Héctor Brioso Santos

Cervantes, Nabokov y Martin Amis


 

Gustave Doré:

 


 

En estos días ha aparecido en castellano una nota antigua de Martin Amis sobre el Quijote de Cervantes [1]. Esta nueva traducción del viejo artículo de 1986 reaviva dos viejos debates muy relacionados entre sí: la polémica sobre el canon -que hoy dejaré al margen- y la discusión acerca de la lectura de nuestros clásicos fuera de nuestras fronteras, y en especial en los países anglosajones. Recordaré por un momento que Vladimir Nabokov fue uno de los lectores más originales del Quijote, tanto que su libro podría llamarse un antiquijote o un anticervantes. Curiosamente, el autor de Lolita hizo con la novela cervantina algo que él mismo no hubiese aceptado como parte de una crítica de las suyas propias: la resumió. Y desde luego, su bellísima y relampagueante prosa no admite el resumen, como casi ninguna obra literaria.

Pero vaya por delante que no deseo escribir estas líneas ni que sean leídas como erudición cervantina, pues no escribo en calidad de cervantista, sino como lector español de Cervantes, de Nabokov y de Amis.

Lo más curioso de todo esto es que tanto el ruso blanco como el británico se han fijado en algo que no siempre es tan evidente para los lectores españoles, pero que indudablemente está ahí, ante nosotros, en casi cada página de la novela de 1605: la violencia y la humillación. En efecto, resumido objetivamente el Quijote, el volumen contiene grandes dosis de palizas, manteamientos y vejaciones varias. Mucho podría decir un mal discípulo de Freud -y algunos lo han hecho- sobre los dientes rotos, las orejas arrancadas y otras lindezas; más aun un militante de Amnistía Internacional... Como en las novelas de caballería -luego volveré sobre esto- los héroes del Quijote, que ni siquiera son héroes propiamente dichos, apenas pueden tener sano un centímetro de su cuerpo, aunque siempre resistan milagrosamente el maltrato y lleguen más o menos incólumes a la siguiente aventura, en la que vuelven a renovarse las crueldades y mutilaciones. Pero todo esto no pasa de ser una crítica fácil y superficial: tanto como acusar a Rabelais o a García Márquez de exagerados, a Shakespeare de excesivamente poético o a Céline y a Miller de racistas. Más bien habría que indagar por qué la realidad se ensaña con don Quijote y éste con ella, pues ambos parecen enemigos irreconciliables. Como descubre a su pesar el caballero, una cosa es la literatura y otra bien distinta la vida real.

DATOS REGISTRADOS:
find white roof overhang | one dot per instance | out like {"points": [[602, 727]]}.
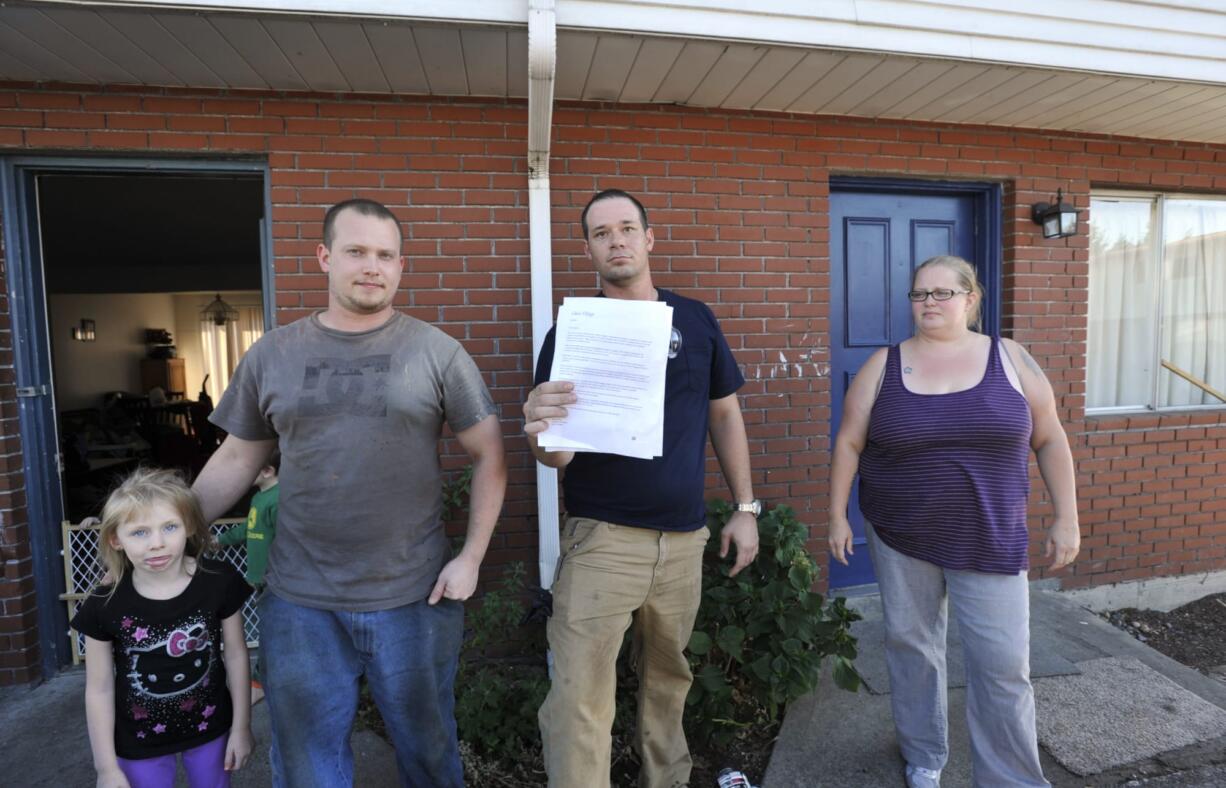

INSTRUCCIONES:
1/ Di si cada frase coincide con lo que cuenta el texto sobre Cervantes, Nabokov y Amis. Contesta sí o no y copia entre comillas las palabras del texto que lo dejan claro.
(a) El artículo de Martin Amis sobre el Quijote es de 1986.
(b) El autor escribe estas líneas como cervantista.
(c) Nabokov hizo un resumen de la novela de Cervantes.
2/ Sigue escribiendo el texto sobre Cervantes, Nabokov y Amis a partir de la última oración.

RESPUESTAS:
1/
(a) Sí: "Esta nueva traducción del viejo artículo de 1986".
(b) No: "no escribo en calidad de cervantista, sino como lector español de Cervantes, de Nabokov y de Amis".
(c) Sí: "el autor de Lolita hizo con la novela cervantina algo que él mismo no hubiese aceptado como parte de una crítica de las suyas propias: la resumió".

2/
En todo esto no sé si Amis escribe más o menos influido por su maestro Nabokov o meramente impulsado por su propia lectura de la vieja novela de Cervantes, como él mismo confiesa con cierto orgullo, como de corredor de fondo de la dura carrera que, según dice, es leer ese libro: "Cuando termina la experiencia (...), lloras: pero no son lágrimas de alivio ni de pena, sino de orgullo. ¡A pesar de todo lo que es capaz de hacerte el Quijote, lo conseguiste!".

El caso es que, para el lector español cultivado, la obra, aunque también algo violenta para nuestro gusto en ciertos momentos, no suele ser aburrida, como Amis también confiesa al comienzo de su nota. Por mi trabajo puedo pensar fácilmente que Amis no ha leído el mismo libro que yo tanto disfruto. Es más: podría deducir que no lo ha leído bien, ya que no me cabe duda de que efectivamente lo ha leído. Ello da que pensar, porque no es el primer libro nuestro que no es bien entendido fuera de nuestras fronteras, mientras que los clásicos ingleses, franceses, norteamericanos o rusos son paladeados por lectores de todo el mundo, aparentemente sin estas objeciones. Gargantúa contiene grandes dosis de divertida violencia y escatología que no no recuerdo que ofendan especialmente a nadie.

¿Será un problema de nuestra cultura? ¿Habrá que romper otra vez los candados del sepulcro del Cid (o de Menéndez Pidal, para el caso) y rescatar algunos tópicos defensivos del estilo del realismo nacional, el humor negro, la sombra goyesca, el esperpento... O, sin ir tan lejos, las algo rancias esencias pidalianas tras las cuales se parapetaba, según don Ramón, la estirpe hispánica? ¿Volveremos entonces a rehabilitar peligrosamente nuestra diferencia celtíbera, que tanto dio que escribir a Américo Castro, a su archienemigo Eugenio Asensio, a Cela o -del otro lado- a Juan Goytisolo? Porque tanto la derecha como la izquierda españolas han gustado desde el romanticismo de esa famosa diferencia. Y todo ello a pesar de las enseñanzas cervantinas, diametralmente opuestas a semejantes tonterías... Pero aquí no se trata de nuestro viejo debate nacional, sino del debate -también eterno- de los extranjeros ilustrados sobre nosotros y nuestras cosas, desde por lo menos Richard Ford. Podemos dejarlos solos o podemos entrar en la discusión en la que tanto se afanan.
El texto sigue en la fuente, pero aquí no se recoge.